Com o objetivo de explicar as razões pelas quais os Bragança zarparam rumo ao Brasil, Gomes dedica importantes – e fascinantes – capítulos que descrevem o quadro geopolítico na Europa da época. Fala tanto da ascensão de Napoleão e sua sede imperialista quanto do cenário desolador em que Portugal estava mergulhado na virada do século 19. Descreve o país como um lugar atrasado, provinciano, profundamente católico e de costas para as influências humanistas e do Iluminismo. E o retrata, sobretudo, como uma nação subalterna a interesses externos, um joguete nas mãos das potências França e Inglaterra, país que garantiu à corte portuguesa uma travessia segura, ainda que atribulada, do Oceano Atlântico.

·····

◆ **Conjunto de tarefas**:
#1 Resuma o texto para análise em duas frases.
#2 Por favor, reescreva como uma lista JSON de strings as linhas de dados, começando pela primeira delas e seguindo até a linha que contém "positive clicks: (572, 504) (355, 508)", inclusive. Use um item por linha e omita as linhas em branco.

·····

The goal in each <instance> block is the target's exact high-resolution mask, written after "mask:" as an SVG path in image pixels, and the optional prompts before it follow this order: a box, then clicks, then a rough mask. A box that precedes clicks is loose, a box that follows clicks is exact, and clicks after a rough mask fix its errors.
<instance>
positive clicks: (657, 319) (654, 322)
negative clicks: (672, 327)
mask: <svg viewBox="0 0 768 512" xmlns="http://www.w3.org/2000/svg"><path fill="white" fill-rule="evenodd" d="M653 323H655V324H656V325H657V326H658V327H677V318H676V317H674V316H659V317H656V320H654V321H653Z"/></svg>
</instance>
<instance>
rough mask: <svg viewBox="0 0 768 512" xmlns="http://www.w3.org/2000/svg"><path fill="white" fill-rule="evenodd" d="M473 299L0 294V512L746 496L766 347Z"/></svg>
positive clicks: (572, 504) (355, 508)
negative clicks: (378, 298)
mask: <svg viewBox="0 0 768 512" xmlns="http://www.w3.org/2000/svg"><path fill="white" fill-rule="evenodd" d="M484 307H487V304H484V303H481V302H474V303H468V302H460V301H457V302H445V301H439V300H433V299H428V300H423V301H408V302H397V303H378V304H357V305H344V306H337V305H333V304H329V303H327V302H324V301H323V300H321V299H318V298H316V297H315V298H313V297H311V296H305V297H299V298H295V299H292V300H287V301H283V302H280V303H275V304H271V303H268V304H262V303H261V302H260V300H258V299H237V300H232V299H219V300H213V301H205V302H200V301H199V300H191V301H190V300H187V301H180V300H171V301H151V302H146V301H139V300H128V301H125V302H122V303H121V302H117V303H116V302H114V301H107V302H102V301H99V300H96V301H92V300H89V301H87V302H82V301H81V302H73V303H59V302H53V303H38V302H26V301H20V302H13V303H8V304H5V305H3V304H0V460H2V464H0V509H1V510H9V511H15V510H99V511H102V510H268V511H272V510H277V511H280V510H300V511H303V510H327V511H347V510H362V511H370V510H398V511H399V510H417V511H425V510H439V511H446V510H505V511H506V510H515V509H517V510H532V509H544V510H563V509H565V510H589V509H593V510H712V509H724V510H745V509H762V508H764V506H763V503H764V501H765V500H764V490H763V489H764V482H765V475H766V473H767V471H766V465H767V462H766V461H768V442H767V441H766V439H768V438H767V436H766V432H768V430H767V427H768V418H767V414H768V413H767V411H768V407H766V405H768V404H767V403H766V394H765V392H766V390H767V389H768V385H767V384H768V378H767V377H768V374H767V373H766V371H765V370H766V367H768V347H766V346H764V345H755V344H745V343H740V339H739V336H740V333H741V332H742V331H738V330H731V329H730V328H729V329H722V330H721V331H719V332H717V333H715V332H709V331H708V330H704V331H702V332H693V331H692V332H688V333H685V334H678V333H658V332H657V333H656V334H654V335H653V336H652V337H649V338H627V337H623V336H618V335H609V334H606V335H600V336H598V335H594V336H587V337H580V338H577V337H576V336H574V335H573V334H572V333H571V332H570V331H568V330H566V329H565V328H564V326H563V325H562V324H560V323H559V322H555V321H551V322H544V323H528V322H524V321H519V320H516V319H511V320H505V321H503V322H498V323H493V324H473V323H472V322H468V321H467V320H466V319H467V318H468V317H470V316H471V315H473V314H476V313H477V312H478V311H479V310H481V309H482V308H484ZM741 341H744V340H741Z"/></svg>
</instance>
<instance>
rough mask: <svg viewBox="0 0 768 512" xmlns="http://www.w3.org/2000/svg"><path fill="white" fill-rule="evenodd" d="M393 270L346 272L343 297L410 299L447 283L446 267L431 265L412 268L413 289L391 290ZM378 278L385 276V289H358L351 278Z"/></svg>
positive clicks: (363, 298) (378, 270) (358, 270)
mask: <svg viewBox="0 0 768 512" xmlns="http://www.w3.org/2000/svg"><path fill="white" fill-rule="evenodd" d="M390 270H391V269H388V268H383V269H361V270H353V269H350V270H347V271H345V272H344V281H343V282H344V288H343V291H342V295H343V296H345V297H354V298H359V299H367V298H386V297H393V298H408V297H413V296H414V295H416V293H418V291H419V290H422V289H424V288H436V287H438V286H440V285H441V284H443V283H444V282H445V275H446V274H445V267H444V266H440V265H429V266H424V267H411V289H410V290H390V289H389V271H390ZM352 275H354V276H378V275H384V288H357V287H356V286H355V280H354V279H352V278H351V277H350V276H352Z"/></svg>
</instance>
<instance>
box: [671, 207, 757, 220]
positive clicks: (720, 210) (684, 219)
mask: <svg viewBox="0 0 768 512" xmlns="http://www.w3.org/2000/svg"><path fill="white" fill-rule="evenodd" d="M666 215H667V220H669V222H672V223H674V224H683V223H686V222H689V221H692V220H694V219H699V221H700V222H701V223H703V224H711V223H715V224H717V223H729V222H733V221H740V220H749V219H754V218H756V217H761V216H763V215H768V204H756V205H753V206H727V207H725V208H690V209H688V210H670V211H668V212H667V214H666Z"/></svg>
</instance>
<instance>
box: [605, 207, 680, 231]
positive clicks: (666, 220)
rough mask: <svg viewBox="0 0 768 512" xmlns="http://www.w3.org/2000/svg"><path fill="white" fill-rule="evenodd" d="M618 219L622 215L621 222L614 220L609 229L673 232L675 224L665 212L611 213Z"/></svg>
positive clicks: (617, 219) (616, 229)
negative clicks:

·····

◆ **Respostas em ordem**:
#1 Para explicar por que os Bragança partiram rumo ao Brasil, Gomes descreve o quadro geopolítico da Europa da época, tratando tanto da ascensão de Napoleão e de sua sede imperialista quanto do cenário desolador de Portugal na virada do século 19. Ele retrata Portugal como um país atrasado, provinciano, profundamente católico e fechado ao humanismo e ao Iluminismo, e sobretudo como uma nação subalterna à França e à Inglaterra, país que garantiu à corte portuguesa uma travessia segura, ainda que atribulada, do Atlântico.

#2
[
  "The goal in each <instance> block is the target's exact high-resolution mask, written after \"mask:\" as an SVG path in image pixels, and the optional prompts before it follow this order: a box, then clicks, then a rough mask. A box that precedes clicks is loose, a box that follows clicks is exact, and clicks after a rough mask fix its errors.",
  "<instance>",
  "positive clicks: (657, 319) (654, 322)",
  "negative clicks: (672, 327)",
  "mask: <svg viewBox=\"0 0 768 512\" xmlns=\"http://www.w3.org/2000/svg\"><path fill=\"white\" fill-rule=\"evenodd\" d=\"M653 323H655V324H656V325H657V326H658V327H677V318H676V317H674V316H659V317H656V320H654V321H653Z\"/></svg>",
  "</instance>",
  "<instance>",
  "rough mask: <svg viewBox=\"0 0 768 512\" xmlns=\"http://www.w3.org/2000/svg\"><path fill=\"white\" fill-rule=\"evenodd\" d=\"M473 299L0 294V512L746 496L766 347Z\"/></svg>",
  "positive clicks: (572, 504) (355, 508)"
]